▶ **WRITTEN EXERCISE**
Please state how many of the lines below contain the string "Query", counting a match only when the case is the same. Reply with the number alone.

▶ **ENTRIES SHOWN**
*****
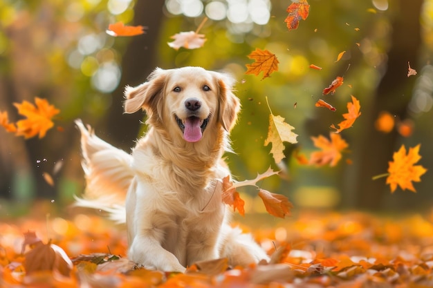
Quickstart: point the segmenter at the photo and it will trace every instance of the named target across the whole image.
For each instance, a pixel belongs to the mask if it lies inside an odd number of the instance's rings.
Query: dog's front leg
[[[184,272],[179,260],[163,247],[174,220],[159,211],[160,207],[152,186],[135,177],[126,201],[128,258],[147,269]]]
[[[147,269],[176,272],[185,272],[186,269],[173,253],[148,236],[134,238],[128,251],[128,258]]]

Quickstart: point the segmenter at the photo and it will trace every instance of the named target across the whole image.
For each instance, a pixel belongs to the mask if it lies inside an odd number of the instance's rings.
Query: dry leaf
[[[310,64],[310,68],[311,69],[315,69],[315,70],[322,70],[322,67],[319,67],[317,66],[315,66],[314,64]]]
[[[305,20],[308,17],[310,6],[306,0],[300,0],[293,2],[287,8],[288,15],[284,20],[287,24],[287,28],[291,30],[297,28],[301,19]]]
[[[259,196],[263,200],[268,213],[275,217],[284,218],[286,215],[290,215],[290,209],[293,207],[288,199],[280,194],[275,194],[264,189],[259,189]]]
[[[416,70],[415,69],[412,69],[412,68],[410,68],[410,63],[409,61],[407,62],[407,66],[409,66],[408,70],[407,70],[407,77],[410,75],[416,75]]]
[[[109,24],[109,28],[105,32],[109,35],[113,37],[136,36],[145,34],[144,29],[144,26],[125,26],[122,22],[117,22],[114,24]]]
[[[340,134],[330,133],[330,137],[331,141],[322,135],[311,137],[314,146],[322,150],[311,153],[310,164],[323,166],[329,164],[332,167],[338,163],[342,157],[341,152],[349,147],[349,144]]]
[[[254,59],[255,62],[252,64],[246,65],[248,69],[245,74],[258,75],[261,72],[263,72],[263,78],[261,78],[263,80],[270,77],[270,74],[274,71],[278,71],[278,64],[279,61],[275,54],[267,50],[263,50],[256,48],[248,57]]]
[[[64,276],[68,276],[73,268],[72,262],[64,251],[50,242],[37,243],[35,248],[24,256],[24,268],[28,274],[55,270]]]
[[[330,104],[325,102],[324,101],[323,101],[322,99],[320,99],[319,100],[317,100],[317,102],[315,102],[315,106],[316,107],[324,107],[324,108],[327,108],[328,109],[331,110],[331,111],[335,111],[337,109],[335,109],[335,108],[334,106],[333,106],[332,105],[331,105]]]
[[[333,95],[335,90],[343,84],[343,77],[337,77],[334,80],[333,80],[331,85],[329,87],[323,89],[323,92],[322,93],[324,95],[328,95],[331,93]]]
[[[281,116],[274,116],[272,113],[269,115],[269,127],[268,137],[265,140],[264,145],[268,146],[272,143],[270,153],[273,154],[275,163],[279,163],[284,156],[284,142],[295,144],[297,143],[296,137],[297,134],[292,132],[294,127],[284,122],[284,118]]]
[[[221,195],[223,203],[233,207],[233,211],[237,209],[242,216],[245,215],[243,206],[245,202],[241,198],[239,192],[236,191],[236,187],[233,186],[233,182],[230,181],[230,175],[223,178],[223,193]]]
[[[18,113],[27,117],[17,122],[17,136],[23,135],[27,139],[39,134],[40,139],[54,126],[51,118],[60,111],[50,105],[45,99],[35,97],[35,103],[36,106],[27,101],[24,101],[21,104],[14,103]]]
[[[338,56],[337,57],[337,60],[335,61],[335,62],[338,62],[341,59],[341,58],[343,57],[345,52],[346,51],[340,52],[338,54]]]
[[[353,95],[351,97],[352,102],[347,103],[347,111],[349,112],[343,114],[344,120],[338,124],[339,128],[336,128],[334,124],[331,125],[331,128],[336,130],[335,133],[338,133],[344,129],[351,127],[353,123],[355,123],[355,120],[361,115],[360,112],[361,106],[359,101]]]
[[[421,176],[427,172],[427,169],[421,165],[414,165],[421,159],[419,155],[420,144],[409,148],[406,155],[406,148],[402,145],[398,151],[394,152],[392,156],[393,161],[389,162],[387,184],[391,187],[391,192],[394,193],[399,186],[403,190],[408,189],[416,192],[412,184],[413,182],[420,182]]]
[[[186,49],[196,49],[205,44],[206,39],[203,34],[199,34],[194,31],[181,32],[170,37],[174,39],[172,42],[168,42],[169,46],[174,50],[178,50],[181,47]]]

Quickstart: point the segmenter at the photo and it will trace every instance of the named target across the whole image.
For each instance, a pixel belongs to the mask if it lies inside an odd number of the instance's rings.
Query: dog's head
*****
▶ **SOLUTION TO THE PROBLEM**
3